_YOUR GOAL_.
List each line from the items below that contains the word "shrimp", copying every such line in full.

# START OF INFORMATION SUPPLIED

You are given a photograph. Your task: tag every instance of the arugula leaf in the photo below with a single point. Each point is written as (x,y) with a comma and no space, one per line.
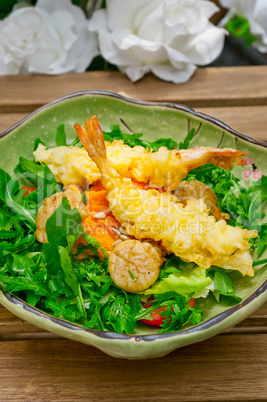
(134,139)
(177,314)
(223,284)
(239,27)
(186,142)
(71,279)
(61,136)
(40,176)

# END OF INFORMATION SUPPLIED
# START OF INFORMATION SUPPLIED

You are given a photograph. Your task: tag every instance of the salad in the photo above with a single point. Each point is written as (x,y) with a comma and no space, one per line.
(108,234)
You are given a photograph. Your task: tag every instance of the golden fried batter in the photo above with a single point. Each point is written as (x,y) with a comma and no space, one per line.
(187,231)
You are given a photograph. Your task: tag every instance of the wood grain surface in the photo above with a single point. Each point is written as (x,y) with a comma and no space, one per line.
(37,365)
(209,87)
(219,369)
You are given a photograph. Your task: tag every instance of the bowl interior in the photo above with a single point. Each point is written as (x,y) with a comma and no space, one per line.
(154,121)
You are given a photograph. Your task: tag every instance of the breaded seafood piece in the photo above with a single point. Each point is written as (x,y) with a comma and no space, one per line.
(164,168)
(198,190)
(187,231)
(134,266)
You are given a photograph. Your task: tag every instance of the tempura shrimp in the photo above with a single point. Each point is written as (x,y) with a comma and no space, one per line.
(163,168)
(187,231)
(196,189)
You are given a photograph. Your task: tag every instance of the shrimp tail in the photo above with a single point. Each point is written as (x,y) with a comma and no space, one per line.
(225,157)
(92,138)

# END OF INFORMATION SUPPLIED

_RESPONSE_.
You are given a photograph. Your task: tag every instance of the tempura shrimp in the photo above with a single point. Each point is written as (x,y) with a comma and no space, one per line.
You are given a photograph. Your task: tag every instance of the shrimp tail in the photo above with a single point. Each point is written as (x,y) with a comma and no space, one per line.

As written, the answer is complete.